Der britische Politikwissenschaftler Colin Crouch prägte im Zuge der Wirtschafts- und Finanzkrise den Begriff der »Post-Demokratie«. Darunter versteht er ein politisches System, in dem formal demokratische Institutionen (Parlament, Parteien) und Prozesse (Wahlen) fortexistieren, der Staat jedoch die Verantwortung für Sozialpolitik und das öffentliche Gemeinwohl privatisiert. Während Wirtschaftsverbände Einfluss und Macht gewinnen, werden Sozialverbände und Gewerkschaften systematisch geschwächt. Wahlen verlieren in einem solchen System an Bedeutung, da Parteien unabhängig der politischen Couleur an der neoliberalen Ausrichtung des Staates festhalten.

Tschechiens Ministerpräsident Babiš treibt die Erosion des demokratischen Systems gezielt voran. Aber anders als seine ungarischen und polnischen Amtskollegen steht er für die Radikalisierung des politischen Liberalismus. Die klassische Trennung in ein linkes und rechtes Lager hält er für überholt. Politik ist für ihn ein Mittel zur Problemlösung. Dementsprechend richtet Babiš seine Politik nach marketingstrategischen Gesichtspunkten aus. Seine Holding Agrofert umfasst nicht nur Unternehmen aus dem Agrar- und Chemiesektor, sondern auch große tschechische Medienportale. Um seine Beliebtheitswerte zu steigern, betreibt er gezielte anti-islamische Hetze oder wettert gegen Staat und System. Der Verdacht auf Steuerbetrug und Beeinflussung von Medien trug sogar zur Steigerung seiner Popularität bei, da er sein Image als vermeintlicher Außenseiter pflegen konnte. Im Gegensatz zu Polen und Ungarn sieht die Babiš-Regierung die Folgen der neoliberalen Transformation in Tschechien nicht als Problem. Die soziale Ungleichheit im Land bleibt so ein Randthema. Maßnahmen zur Erhöhung der Renten oder des Mindestlohns sind keine Wahlversprechen.
++++++++
→ **ZUR AUFGABE**:
Beantworten Sie die folgenden Fragen anhand des Auszugs.
1. Welchen Begriff prägte Colin Crouch im Zuge der Wirtschafts- und Finanzkrise?
2. Aus welchen Sektoren stammen die Unternehmen der Holding Agrofert neben den großen tschechischen Medienportalen?
3. Was hält Babiš für überholt?
++++++++
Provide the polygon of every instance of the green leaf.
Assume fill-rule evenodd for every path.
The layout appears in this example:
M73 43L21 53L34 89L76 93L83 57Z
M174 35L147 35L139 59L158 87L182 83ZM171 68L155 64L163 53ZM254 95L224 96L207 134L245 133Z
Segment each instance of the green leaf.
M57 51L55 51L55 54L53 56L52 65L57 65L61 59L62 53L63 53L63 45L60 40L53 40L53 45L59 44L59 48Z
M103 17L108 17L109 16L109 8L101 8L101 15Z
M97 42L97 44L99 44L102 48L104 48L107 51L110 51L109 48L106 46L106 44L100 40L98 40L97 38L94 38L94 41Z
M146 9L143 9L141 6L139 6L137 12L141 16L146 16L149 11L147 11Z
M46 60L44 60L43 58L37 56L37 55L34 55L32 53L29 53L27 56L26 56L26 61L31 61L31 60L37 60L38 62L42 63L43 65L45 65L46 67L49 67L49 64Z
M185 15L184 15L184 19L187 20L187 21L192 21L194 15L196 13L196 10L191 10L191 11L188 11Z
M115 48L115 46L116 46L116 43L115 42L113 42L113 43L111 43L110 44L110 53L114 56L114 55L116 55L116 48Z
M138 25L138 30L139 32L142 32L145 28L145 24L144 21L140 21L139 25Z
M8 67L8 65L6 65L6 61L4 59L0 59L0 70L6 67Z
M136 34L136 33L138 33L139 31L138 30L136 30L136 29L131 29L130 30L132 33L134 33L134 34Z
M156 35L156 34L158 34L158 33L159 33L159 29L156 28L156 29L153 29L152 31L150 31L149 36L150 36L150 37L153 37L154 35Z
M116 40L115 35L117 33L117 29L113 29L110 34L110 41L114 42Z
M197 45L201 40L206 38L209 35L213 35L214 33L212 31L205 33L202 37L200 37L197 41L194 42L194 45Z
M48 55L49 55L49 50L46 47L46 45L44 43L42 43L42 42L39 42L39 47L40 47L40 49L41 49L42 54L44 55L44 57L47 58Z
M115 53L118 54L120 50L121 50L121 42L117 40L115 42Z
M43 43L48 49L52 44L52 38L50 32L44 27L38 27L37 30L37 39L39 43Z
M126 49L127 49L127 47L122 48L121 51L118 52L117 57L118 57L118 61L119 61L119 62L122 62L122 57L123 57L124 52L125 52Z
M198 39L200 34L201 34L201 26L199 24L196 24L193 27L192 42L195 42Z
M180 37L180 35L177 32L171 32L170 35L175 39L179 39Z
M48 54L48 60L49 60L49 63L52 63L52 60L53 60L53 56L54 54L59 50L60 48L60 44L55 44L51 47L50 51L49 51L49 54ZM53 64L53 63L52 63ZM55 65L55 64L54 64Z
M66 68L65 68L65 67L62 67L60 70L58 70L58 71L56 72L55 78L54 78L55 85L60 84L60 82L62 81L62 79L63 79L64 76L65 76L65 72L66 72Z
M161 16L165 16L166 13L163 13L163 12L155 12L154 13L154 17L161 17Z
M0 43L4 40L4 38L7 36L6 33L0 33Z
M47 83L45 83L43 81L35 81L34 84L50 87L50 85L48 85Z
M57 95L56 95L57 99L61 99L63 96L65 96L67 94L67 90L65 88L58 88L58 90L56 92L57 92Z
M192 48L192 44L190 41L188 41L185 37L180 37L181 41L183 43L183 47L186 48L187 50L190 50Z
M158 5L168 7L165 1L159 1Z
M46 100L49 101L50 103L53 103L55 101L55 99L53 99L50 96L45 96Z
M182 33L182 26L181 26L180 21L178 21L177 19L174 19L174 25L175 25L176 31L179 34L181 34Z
++++++++
→ **ANTWORTBEREICH**:
1. Den Begriff der »Post-Demokratie«.
2. Aus dem Agrar- und dem Chemiesektor.
3. Die klassische Trennung in ein linkes und ein rechtes Lager.